>> Begin

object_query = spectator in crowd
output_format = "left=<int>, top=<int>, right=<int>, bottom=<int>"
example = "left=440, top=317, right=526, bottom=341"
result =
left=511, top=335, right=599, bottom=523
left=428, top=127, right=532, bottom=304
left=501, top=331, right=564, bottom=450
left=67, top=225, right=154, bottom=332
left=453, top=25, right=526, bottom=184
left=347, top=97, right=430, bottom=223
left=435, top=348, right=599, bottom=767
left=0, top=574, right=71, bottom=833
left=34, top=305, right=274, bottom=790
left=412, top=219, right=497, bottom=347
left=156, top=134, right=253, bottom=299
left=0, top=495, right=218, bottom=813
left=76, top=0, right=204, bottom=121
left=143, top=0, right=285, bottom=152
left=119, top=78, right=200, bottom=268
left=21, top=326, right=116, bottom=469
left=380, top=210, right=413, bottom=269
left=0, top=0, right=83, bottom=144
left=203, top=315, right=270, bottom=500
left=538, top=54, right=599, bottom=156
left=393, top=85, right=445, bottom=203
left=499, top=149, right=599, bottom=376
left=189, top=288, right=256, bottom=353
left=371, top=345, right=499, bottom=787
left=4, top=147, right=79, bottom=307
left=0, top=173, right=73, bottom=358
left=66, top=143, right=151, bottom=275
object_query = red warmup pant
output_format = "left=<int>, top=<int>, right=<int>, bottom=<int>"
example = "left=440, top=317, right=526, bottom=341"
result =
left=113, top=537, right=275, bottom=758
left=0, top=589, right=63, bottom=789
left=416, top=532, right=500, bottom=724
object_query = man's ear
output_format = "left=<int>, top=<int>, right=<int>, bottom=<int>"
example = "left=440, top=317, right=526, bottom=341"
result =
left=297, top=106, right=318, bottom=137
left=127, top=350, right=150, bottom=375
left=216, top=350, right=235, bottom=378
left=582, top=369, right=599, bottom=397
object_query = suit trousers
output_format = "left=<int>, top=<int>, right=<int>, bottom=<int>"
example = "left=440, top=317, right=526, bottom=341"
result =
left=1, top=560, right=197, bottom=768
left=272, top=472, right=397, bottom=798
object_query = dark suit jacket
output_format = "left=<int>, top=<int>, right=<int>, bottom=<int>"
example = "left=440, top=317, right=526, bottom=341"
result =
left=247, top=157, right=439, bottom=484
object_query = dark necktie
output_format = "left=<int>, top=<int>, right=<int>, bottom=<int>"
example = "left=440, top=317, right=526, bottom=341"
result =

>> End

What is expected ▸ Reproduce all of the records above line for line, without changing a single character.

Solution to this exercise ▸
object_query = spectator in crowd
output_format = "left=<int>, top=<int>, right=<int>, bottom=<int>"
example = "left=440, top=317, right=526, bottom=341"
result =
left=511, top=335, right=599, bottom=523
left=428, top=127, right=532, bottom=304
left=501, top=331, right=564, bottom=450
left=67, top=225, right=154, bottom=332
left=453, top=25, right=526, bottom=184
left=347, top=97, right=430, bottom=223
left=435, top=348, right=599, bottom=767
left=0, top=574, right=71, bottom=833
left=34, top=305, right=274, bottom=790
left=412, top=219, right=497, bottom=347
left=156, top=134, right=253, bottom=299
left=0, top=495, right=218, bottom=813
left=76, top=0, right=204, bottom=121
left=143, top=0, right=285, bottom=152
left=119, top=78, right=200, bottom=268
left=21, top=326, right=116, bottom=469
left=380, top=210, right=413, bottom=269
left=0, top=0, right=83, bottom=144
left=203, top=315, right=270, bottom=500
left=538, top=54, right=599, bottom=156
left=393, top=85, right=445, bottom=203
left=499, top=149, right=599, bottom=376
left=189, top=288, right=256, bottom=353
left=371, top=345, right=499, bottom=787
left=4, top=147, right=79, bottom=307
left=0, top=173, right=73, bottom=358
left=66, top=143, right=151, bottom=275
object_query = red warmup pant
output_format = "left=<int>, top=<int>, right=<int>, bottom=<int>"
example = "left=440, top=317, right=526, bottom=341"
result =
left=113, top=537, right=275, bottom=758
left=0, top=589, right=63, bottom=789
left=416, top=532, right=500, bottom=724
object_query = man's ear
output_format = "left=<int>, top=<int>, right=<int>, bottom=<int>"
example = "left=440, top=317, right=526, bottom=341"
result =
left=297, top=106, right=318, bottom=137
left=127, top=350, right=150, bottom=375
left=216, top=350, right=235, bottom=378
left=582, top=369, right=599, bottom=397
object_query = suit trousers
output_format = "left=<int>, top=<int>, right=<int>, bottom=<int>"
example = "left=440, top=317, right=526, bottom=341"
result =
left=1, top=560, right=197, bottom=768
left=272, top=472, right=397, bottom=798
object_query = dark suit jacket
output_format = "left=<int>, top=<int>, right=<int>, bottom=<int>"
example = "left=440, top=317, right=526, bottom=341"
result =
left=247, top=157, right=439, bottom=484
object_query = dark necktie
output_format = "left=<int>, top=<int>, right=<int>, bottom=<int>"
example = "left=440, top=317, right=526, bottom=341"
result =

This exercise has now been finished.